▶ [STATED TASK]:
Repeat every line of the listing below exactly, with nothing changed.

** start of SUPPLIED DATA **

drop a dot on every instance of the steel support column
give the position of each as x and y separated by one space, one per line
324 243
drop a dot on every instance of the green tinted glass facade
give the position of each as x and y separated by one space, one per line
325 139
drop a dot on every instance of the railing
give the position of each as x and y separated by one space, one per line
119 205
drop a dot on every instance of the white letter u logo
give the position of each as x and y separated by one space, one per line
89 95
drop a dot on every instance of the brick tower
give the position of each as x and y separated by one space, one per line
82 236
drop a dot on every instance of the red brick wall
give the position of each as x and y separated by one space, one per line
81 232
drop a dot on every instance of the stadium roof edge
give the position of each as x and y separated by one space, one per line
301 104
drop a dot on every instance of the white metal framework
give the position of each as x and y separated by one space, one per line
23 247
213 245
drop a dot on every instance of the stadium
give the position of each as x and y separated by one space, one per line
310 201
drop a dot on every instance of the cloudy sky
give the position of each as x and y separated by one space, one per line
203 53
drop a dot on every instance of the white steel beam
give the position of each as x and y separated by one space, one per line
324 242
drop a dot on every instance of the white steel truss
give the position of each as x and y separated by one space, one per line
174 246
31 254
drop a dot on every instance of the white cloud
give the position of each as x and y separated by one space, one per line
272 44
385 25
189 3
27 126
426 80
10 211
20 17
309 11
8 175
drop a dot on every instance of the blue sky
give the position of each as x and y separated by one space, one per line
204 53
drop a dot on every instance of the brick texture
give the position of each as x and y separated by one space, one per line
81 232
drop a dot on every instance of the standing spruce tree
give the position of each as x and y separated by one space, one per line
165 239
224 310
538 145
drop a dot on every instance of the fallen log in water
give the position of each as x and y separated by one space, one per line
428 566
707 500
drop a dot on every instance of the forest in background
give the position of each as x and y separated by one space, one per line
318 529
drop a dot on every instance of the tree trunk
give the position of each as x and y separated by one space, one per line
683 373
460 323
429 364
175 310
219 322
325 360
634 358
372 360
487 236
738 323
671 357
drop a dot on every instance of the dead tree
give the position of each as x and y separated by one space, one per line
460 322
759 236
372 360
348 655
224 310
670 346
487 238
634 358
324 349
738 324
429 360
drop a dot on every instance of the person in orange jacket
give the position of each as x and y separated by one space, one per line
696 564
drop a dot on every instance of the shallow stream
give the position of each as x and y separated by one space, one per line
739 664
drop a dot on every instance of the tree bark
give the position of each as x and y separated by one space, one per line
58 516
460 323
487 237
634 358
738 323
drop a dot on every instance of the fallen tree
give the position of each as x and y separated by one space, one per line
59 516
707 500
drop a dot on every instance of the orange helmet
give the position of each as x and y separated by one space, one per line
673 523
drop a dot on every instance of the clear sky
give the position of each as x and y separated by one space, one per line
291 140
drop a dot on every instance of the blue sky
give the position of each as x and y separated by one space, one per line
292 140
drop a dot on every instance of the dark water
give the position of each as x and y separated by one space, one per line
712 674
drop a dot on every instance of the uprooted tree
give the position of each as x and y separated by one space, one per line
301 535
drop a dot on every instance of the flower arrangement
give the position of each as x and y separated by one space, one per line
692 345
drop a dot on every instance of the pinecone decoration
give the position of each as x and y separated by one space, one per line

** end of SUPPLIED DATA **

▶ [EXERCISE RESPONSE]:
drop a dot on every instance of the steel support column
give the position of each as x and y separated by one space, one per line
324 243
drop a dot on every instance of the green tinted glass facade
give the position of each as x and y separated by one space, one per line
325 139
drop a dot on every instance of the railing
give the position of each as x and y separated by one space, one per line
119 205
drop a dot on every instance of the white letter u logo
give the position of each as x and y separated by one space, one per line
89 95
drop a dot on every instance of the brick tower
give the position of each as x and y separated by one space, one per line
82 236
drop a dot on every instance of the red brick wall
give the position of each as x and y separated by one space, one per line
81 232
drop a dot on every instance of the stadium roof edge
give the position of each as x and y separated by one space, one per line
301 104
drop a dot on every instance of the white metal framework
give the position of each as x and y separated by one space, one per line
23 247
213 245
drop a dot on every instance of the stadium
give the position of each as x and y separated by one space, one per line
310 201
drop a dot on every instance of the cloudy sky
give the position of each as x and y separated by one space, one per line
203 53
drop a dot on every instance of the white steel beam
give the position of each as x and y separated by one space, one per line
324 242
drop a dot on every instance of the white steel truss
give the position of each as x and y separated by one space, one per line
174 246
31 254
drop a dot on every instance of the white cloud
give the position of each as x and y separated by one space, one per line
272 44
385 25
189 3
27 126
426 80
10 211
20 17
309 11
8 175
drop a dot on every instance of the blue sky
give the position of each as x and y separated by one space, one per line
204 53
drop a dot on every instance of the brick texture
give the position of each as x and y separated by one space, one per line
81 232
drop a dot on every instance of the standing spruce tree
give the position of each as x and y separated by one space, one per line
165 239
224 310
538 145
drop a dot on every instance of the fallen log in water
give the position of each as x and y separated by one space, one per line
428 566
707 500
drop a dot on every instance of the forest in background
give the position of each as x and y separated by one space, one per line
318 529
drop a dot on every instance of the tree trunk
give the position of each as x and y separated by one space, one per line
683 373
460 323
429 364
175 310
219 322
325 360
634 358
372 360
487 236
738 323
671 357
drop a dot on every instance of the dead tree
give the position of each as x and y separated by one space, one per line
460 322
759 236
372 360
348 655
224 310
670 346
487 238
634 358
324 349
738 324
429 360
drop a dot on every instance of the person in orange jacket
give the position of each as x and y separated by one space, one per line
696 564
drop a dot on every instance of the shallow stream
give the position of each as x and y separated by one space, one per line
739 664
drop a dot on every instance of the tree bark
give the position of each as x and y separated by one space, one per line
58 516
460 323
487 237
634 358
738 323
drop a dot on every instance of the fallen tree
give the position of each as x and y separated by one space, one per line
59 516
707 500
drop a dot on every instance of the orange helmet
give the position of each as x and y separated by one space, one per line
673 523
drop a dot on every instance of the clear sky
give the position of each as x and y separated by one space, one per line
291 140
drop a dot on every instance of the blue sky
give the position of each as x and y separated by one space, one per line
292 140
drop a dot on every instance of the dark water
give the position of each as x and y separated by one space, one per line
712 674
drop a dot on every instance of the uprooted tree
give the position of each as x and y separated by one space, one per line
301 535
drop a dot on every instance of the flower arrangement
give the position of each as x and y separated by one space, one per line
692 345
drop a dot on every instance of the pinecone decoration
give the position of each as x and y separated by one space, one per line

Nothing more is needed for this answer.